- Task details -
In the data below, rewrite the lines from the line with "Practice step: indicate the smoke" to the line with "[1082, 131]", substituting "mark" for each occurrence of "indicate" and leaving everything else unchanged.

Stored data
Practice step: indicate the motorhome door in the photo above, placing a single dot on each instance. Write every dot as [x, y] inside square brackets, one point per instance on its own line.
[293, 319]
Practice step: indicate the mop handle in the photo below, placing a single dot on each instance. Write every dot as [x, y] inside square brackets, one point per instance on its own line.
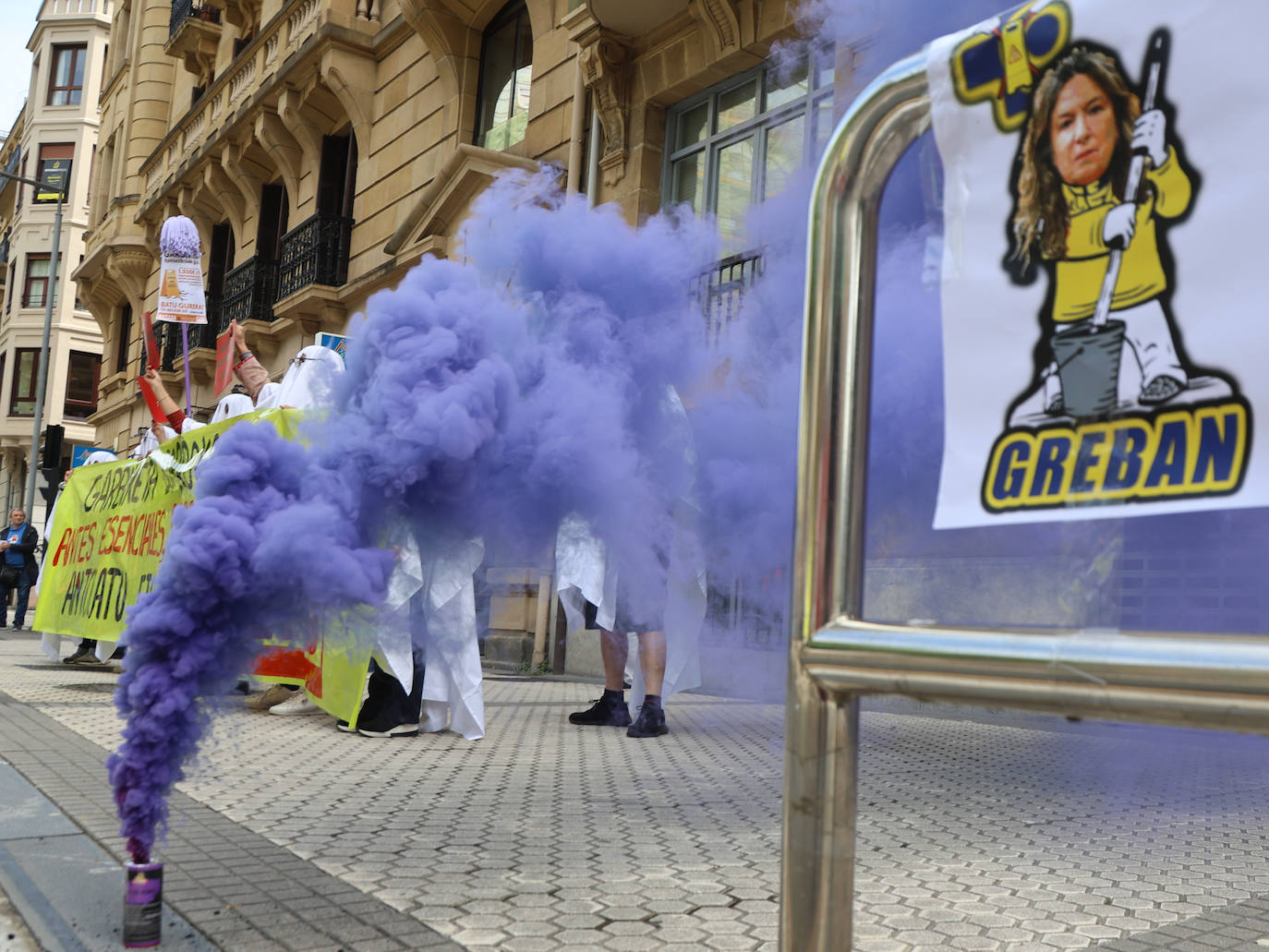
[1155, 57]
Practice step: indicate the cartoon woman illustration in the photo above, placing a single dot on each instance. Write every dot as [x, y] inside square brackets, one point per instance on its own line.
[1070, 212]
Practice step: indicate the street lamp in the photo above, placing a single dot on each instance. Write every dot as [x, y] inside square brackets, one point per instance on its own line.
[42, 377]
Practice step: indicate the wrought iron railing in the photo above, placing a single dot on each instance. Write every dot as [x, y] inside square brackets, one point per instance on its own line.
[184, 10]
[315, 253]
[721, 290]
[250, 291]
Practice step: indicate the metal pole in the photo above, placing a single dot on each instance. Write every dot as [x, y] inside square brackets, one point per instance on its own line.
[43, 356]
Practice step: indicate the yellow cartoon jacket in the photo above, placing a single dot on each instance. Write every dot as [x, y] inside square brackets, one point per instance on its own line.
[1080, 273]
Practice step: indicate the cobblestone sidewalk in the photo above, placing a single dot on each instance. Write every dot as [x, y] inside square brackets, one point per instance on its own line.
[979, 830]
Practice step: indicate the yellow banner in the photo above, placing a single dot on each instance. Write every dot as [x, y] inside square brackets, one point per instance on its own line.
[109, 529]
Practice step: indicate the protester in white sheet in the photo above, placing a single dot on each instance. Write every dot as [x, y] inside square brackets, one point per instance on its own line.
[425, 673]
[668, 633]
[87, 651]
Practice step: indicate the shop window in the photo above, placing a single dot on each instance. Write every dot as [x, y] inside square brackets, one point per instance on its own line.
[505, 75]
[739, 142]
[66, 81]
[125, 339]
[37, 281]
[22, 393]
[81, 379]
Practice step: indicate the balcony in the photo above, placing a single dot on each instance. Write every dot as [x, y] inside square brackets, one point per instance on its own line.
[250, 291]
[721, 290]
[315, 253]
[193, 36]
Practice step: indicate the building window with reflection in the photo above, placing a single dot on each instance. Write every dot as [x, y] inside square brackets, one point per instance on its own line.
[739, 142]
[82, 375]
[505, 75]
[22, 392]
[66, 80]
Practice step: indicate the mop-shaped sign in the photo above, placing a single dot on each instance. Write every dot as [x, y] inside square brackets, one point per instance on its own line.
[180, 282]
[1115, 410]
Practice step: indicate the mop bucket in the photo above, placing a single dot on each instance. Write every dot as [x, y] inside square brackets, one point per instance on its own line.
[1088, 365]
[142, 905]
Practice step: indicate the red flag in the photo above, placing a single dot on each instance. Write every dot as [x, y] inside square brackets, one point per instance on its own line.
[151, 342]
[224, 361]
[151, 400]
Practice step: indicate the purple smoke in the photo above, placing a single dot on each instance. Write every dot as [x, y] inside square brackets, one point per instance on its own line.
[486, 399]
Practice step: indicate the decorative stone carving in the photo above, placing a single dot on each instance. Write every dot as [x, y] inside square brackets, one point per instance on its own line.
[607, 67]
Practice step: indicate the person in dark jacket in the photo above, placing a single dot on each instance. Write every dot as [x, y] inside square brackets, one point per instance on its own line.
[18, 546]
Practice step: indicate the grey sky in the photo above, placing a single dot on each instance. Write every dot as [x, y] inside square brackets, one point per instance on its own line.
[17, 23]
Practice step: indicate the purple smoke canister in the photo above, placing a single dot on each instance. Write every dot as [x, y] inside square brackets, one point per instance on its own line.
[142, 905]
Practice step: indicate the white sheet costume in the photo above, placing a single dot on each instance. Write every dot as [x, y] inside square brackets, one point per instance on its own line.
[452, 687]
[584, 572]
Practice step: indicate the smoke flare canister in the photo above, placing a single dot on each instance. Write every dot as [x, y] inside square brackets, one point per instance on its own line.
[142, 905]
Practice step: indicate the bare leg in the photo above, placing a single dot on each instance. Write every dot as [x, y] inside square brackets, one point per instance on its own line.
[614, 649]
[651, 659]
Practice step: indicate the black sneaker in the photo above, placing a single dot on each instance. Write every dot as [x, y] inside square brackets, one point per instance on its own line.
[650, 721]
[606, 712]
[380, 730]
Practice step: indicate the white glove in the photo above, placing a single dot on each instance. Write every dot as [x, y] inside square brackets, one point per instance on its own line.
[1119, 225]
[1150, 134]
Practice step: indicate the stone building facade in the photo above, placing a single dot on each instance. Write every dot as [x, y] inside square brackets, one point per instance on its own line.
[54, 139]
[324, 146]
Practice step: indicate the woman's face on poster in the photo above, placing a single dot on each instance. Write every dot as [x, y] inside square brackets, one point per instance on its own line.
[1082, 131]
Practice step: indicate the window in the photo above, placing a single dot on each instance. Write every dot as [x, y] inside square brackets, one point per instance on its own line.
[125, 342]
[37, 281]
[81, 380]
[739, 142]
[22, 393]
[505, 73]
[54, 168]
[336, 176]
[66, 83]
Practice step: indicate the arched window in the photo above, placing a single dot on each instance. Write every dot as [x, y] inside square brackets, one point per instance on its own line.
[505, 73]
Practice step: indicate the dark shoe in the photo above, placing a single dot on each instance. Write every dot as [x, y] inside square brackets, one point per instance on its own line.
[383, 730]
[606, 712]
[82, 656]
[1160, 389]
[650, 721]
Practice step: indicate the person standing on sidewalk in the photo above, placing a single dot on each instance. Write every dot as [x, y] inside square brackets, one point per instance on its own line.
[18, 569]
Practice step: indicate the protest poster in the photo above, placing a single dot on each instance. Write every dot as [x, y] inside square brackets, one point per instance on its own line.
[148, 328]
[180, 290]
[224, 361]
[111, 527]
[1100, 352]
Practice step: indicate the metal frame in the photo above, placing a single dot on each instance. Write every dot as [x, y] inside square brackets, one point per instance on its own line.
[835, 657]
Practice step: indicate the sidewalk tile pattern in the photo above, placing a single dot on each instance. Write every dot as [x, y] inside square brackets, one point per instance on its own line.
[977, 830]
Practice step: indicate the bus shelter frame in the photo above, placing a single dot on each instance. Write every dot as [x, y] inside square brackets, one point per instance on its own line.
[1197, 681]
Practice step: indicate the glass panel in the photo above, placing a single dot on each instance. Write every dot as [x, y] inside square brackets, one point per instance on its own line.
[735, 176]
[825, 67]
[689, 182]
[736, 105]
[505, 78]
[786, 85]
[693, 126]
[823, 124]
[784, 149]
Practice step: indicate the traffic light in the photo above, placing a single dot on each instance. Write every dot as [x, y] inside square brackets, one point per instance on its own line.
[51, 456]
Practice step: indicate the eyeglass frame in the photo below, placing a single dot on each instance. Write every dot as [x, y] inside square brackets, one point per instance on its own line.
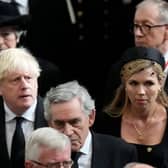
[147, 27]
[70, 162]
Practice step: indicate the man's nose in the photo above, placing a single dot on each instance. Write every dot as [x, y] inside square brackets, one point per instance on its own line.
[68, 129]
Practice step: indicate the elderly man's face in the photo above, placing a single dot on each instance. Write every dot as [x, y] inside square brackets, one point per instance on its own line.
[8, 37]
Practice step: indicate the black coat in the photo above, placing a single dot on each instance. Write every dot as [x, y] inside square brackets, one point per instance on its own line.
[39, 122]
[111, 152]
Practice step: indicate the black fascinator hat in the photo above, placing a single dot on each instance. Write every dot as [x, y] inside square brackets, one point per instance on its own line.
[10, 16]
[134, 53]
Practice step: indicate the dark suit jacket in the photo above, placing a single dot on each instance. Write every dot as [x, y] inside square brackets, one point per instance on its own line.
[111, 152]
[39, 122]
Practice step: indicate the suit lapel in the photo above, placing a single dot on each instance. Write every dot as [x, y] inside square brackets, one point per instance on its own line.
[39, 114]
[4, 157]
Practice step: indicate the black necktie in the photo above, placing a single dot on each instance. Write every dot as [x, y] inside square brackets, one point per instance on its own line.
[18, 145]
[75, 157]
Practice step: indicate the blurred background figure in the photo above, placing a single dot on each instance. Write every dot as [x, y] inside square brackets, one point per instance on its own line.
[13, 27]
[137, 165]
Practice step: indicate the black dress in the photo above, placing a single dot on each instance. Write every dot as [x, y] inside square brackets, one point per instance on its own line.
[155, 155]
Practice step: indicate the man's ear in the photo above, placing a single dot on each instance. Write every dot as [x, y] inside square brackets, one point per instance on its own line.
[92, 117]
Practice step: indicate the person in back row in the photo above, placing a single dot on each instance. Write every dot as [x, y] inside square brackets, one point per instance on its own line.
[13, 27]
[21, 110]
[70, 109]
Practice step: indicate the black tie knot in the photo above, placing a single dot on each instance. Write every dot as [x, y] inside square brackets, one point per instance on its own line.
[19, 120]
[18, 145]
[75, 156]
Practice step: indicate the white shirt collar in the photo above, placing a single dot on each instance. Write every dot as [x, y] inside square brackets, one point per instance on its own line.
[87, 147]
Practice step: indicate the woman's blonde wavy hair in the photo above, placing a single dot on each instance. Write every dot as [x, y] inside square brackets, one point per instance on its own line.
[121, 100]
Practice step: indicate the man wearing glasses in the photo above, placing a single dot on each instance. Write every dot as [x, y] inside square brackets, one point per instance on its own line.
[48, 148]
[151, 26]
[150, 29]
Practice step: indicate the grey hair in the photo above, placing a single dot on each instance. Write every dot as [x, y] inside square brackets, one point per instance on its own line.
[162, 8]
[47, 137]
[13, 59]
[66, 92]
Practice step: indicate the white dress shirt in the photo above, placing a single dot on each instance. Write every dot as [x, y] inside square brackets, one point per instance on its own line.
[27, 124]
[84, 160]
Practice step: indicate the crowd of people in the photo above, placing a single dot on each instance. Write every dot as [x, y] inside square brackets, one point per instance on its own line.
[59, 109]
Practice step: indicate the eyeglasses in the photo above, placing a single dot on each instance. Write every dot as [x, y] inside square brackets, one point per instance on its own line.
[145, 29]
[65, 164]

- Finished answer -
Practice step: mark the smoke flare canister in the photo above, placing a single dot on each instance. Write every dot as [x, y] inside square brackets, one point per instance on its own line.
[142, 905]
Practice step: mark the bare leg in the photo above, placing a single dot on each instance. Write every dot as [x, y] inside square brackets, one point per instance on its own line.
[614, 649]
[651, 659]
Practice step: mark the black sneaker in the photo above, placing a single dot on each instance. Write every dot as [x, y] inside square brackets, one point per instance on its own line.
[650, 721]
[606, 712]
[380, 730]
Practice step: mark the white glove in the photo above, placing a single dot on each instance. Write every dot as [x, y] inside square brackets, one point per instance on its own line.
[1119, 225]
[1150, 134]
Practice step: mark the stone building facade in the photo above, placing a single dot on each instance. Write every dot as [x, y] inside square brackets, one point per instance on its own line.
[54, 139]
[324, 146]
Practice step: mark the woman's face on poster in the photo above, placing a single dot on each instance. Write every dot as [x, y] inside square brackets, one point per instance on its own line.
[1082, 131]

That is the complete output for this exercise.